> TEXTO:
--------
Sobre «Zarathustras Wiederkehr»
(1919)

En los últimos días de enero escribí, bajo la presión de los acontecimientos mundiales, en dos días y dos noches el breve escrito «Zarathustras Wiederkehr» que poco después se publicó anónimo y fue enviado a mis amigos.

Entre las dudas que suscitó entre muchos lectores este testimonio de un apolítico, se repitieron una y otra vez las dos siguientes. Casi todos los que habían adivinado al autor (lo que no era difícil) le hacían estas dos preguntas: ¿Por qué no dices tu nombre?, y ¿para qué la máscara de Zarathustra, las reminiscencias de Nietzsche, la imitación del estilo?

El primer reproche, y el más feo, que se me hizo por el anonimato, el de la cobardía, ha quedado invalidado, espero, al responsabilizarme públicamente del escrito. Que surgiese repetidamente me parece característico de la mentalidad del tiempo de guerra. Incluso a personas de carácter les ha parecido perfectamente posible y probable que su autor tratase de eludir posibles consecuencias incómodas silenciando su nombre. Y en efecto, desde 1914 todo alemán que ha luchado en público por la idea de una humanidad supranacional ha sido castigado de una manera tan brutal y ha quedado tan desamparado que hacía falta un cierto valor para persistir en tales actitudes. Yo personalmente estoy orgulloso de todas las ofensas que he sufrido desde el verano de 1914 en nuestra prensa chauvinista y no deseo recuperar la amistad de esos señores y de esos periódicos, que ahora, desde noviembre de 1918, aprueban con tanta vehemencia esas mismas ideas, por las que nos han apedreado hasta este momento.
--------
> ENTRADAS DEL CONJUNTO:
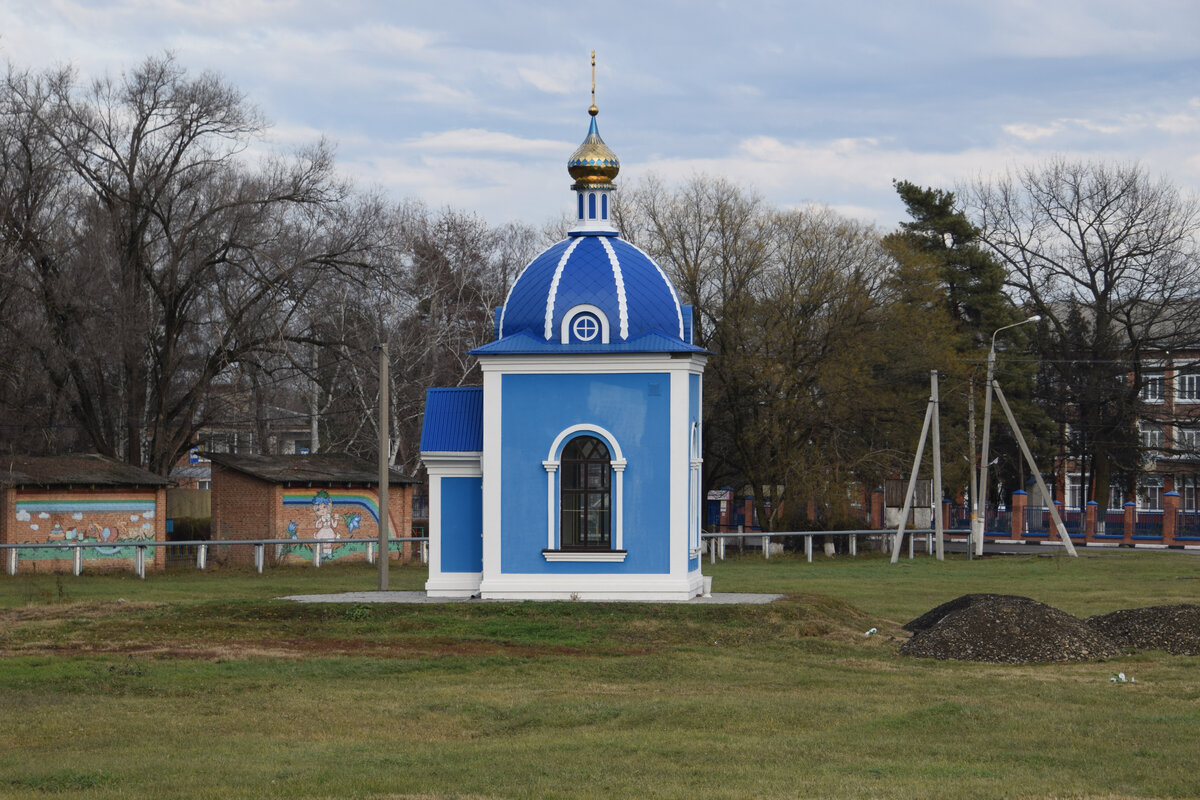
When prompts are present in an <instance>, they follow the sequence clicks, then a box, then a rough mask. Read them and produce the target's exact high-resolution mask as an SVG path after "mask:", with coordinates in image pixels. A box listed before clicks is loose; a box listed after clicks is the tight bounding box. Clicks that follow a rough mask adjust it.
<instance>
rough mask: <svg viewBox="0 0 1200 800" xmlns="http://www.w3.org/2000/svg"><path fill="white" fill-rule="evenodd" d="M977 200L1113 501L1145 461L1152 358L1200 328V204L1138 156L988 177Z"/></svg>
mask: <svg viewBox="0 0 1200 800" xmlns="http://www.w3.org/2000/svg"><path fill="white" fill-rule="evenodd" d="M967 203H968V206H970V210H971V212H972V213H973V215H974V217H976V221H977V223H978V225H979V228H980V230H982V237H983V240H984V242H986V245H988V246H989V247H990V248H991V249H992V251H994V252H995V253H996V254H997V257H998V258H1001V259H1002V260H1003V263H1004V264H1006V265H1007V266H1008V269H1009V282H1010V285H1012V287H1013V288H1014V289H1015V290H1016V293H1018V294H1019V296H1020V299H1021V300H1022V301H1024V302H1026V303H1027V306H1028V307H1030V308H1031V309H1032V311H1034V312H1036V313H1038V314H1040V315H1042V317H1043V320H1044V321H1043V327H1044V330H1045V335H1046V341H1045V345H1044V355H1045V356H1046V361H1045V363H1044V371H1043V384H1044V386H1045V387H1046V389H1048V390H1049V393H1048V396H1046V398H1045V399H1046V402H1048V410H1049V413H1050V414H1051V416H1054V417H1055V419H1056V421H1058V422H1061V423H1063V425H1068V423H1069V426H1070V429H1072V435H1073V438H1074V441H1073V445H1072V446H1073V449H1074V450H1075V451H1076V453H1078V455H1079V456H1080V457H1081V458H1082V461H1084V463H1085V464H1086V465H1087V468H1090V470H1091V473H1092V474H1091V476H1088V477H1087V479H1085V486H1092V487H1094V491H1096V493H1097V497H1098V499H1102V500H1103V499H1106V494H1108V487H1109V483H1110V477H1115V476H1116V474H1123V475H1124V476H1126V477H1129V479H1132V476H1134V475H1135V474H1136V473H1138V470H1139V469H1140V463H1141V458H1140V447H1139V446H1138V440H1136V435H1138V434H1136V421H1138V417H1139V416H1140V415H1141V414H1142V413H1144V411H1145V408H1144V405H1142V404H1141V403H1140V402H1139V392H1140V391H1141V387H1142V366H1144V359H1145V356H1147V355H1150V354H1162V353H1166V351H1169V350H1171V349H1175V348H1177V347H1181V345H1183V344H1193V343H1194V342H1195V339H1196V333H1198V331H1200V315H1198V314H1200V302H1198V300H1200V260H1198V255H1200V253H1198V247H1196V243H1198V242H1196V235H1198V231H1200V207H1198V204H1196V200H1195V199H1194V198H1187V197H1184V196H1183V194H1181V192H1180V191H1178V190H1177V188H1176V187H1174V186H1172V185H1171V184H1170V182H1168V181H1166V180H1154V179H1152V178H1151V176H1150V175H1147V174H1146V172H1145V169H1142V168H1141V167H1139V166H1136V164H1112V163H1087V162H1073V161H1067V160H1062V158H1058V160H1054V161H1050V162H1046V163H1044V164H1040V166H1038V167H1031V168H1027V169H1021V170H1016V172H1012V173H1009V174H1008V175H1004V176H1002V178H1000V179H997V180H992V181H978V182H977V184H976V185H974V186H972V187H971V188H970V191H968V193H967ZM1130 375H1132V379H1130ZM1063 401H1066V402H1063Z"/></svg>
--------
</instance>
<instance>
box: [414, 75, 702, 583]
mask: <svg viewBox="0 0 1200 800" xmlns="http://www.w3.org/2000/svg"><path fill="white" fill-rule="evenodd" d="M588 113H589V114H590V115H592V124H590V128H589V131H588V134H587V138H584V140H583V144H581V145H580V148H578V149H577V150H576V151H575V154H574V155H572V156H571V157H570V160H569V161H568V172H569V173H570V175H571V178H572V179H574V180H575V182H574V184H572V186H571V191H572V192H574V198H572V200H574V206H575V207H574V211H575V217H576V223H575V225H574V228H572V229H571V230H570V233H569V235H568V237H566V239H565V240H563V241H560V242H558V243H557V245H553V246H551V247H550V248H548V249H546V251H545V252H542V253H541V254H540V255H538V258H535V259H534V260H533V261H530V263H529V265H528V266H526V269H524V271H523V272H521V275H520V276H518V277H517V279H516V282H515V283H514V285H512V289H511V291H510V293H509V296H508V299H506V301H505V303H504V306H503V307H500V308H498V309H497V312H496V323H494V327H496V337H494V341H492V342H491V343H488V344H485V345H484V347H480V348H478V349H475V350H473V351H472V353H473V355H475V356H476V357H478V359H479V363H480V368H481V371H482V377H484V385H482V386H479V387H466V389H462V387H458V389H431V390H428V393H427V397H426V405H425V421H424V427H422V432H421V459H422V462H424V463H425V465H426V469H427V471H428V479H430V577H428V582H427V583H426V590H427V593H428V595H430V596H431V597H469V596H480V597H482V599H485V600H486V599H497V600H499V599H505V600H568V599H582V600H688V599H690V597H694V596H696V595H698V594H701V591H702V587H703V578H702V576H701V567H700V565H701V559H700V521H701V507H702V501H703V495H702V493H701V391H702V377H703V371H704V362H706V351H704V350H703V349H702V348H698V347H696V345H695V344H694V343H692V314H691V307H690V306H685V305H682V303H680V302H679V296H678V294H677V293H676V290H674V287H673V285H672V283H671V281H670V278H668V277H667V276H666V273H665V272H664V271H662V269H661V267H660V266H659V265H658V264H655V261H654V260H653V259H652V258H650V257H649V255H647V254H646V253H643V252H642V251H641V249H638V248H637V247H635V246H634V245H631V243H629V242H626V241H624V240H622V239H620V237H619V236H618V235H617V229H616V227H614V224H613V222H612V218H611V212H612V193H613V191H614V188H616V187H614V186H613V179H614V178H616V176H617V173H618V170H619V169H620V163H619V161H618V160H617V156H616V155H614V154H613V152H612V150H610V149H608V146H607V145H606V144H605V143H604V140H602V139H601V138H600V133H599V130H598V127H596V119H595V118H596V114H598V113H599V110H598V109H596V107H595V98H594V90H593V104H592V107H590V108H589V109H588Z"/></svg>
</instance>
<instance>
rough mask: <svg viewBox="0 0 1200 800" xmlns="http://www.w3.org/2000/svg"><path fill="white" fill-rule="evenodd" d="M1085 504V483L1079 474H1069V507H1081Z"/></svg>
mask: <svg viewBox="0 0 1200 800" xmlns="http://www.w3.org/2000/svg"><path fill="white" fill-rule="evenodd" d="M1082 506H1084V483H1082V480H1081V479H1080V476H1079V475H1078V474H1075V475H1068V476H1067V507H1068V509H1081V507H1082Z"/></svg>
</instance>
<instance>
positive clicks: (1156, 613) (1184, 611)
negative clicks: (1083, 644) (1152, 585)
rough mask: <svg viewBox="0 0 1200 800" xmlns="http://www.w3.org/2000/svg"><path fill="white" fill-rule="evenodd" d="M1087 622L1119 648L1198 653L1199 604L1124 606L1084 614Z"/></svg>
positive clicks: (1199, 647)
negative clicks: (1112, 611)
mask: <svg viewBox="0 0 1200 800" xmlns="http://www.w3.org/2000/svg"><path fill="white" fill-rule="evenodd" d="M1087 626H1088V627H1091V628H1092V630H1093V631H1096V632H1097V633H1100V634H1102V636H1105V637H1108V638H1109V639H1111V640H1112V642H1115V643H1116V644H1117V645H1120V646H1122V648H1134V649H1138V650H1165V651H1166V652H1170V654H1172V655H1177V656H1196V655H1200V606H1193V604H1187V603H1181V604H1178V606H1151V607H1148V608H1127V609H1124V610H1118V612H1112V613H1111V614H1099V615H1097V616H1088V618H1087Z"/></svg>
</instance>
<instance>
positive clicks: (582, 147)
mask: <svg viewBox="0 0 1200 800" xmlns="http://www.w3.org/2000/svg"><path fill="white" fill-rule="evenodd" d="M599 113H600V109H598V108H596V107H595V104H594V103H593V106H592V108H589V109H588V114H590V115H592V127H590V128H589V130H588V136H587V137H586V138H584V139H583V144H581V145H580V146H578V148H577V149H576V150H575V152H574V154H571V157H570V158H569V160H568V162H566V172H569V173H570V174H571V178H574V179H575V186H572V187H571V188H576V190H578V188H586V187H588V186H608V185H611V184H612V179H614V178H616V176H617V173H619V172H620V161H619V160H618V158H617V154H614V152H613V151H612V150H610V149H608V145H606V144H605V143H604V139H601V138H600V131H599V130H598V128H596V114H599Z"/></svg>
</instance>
--------
> CONSIGNA 1: Indica si cada afirmación concuerda con el texto sobre «Zarathustras Wiederkehr». Responde sí o no y cita textualmente las palabras que lo deciden: (a) El escrito se publicó con el nombre del autor. (b) El autor redactó el escrito en dos días y dos noches. (c) El autor desea recuperar la amistad de los periódicos que lo ofendieron.
> CONSIGNA 2: Cita literalmente del texto sobre «Zarathustras Wiederkehr» todo lo que va desde "En los últimos" hasta "a mis amigos.".
Para responder, básate únicamente en el texto.

> RESULTADO 1:
(a) No: «se publicó anónimo».
(b) Sí: «en dos días y dos noches».
(c) No: «no deseo recuperar la amistad de esos señores y de esos periódicos».

> RESULTADO 2:
En los últimos días de enero escribí, bajo la presión de los acontecimientos mundiales, en dos días y dos noches el breve escrito «Zarathustras Wiederkehr» que poco después se publicó anónimo y fue enviado a mis amigos.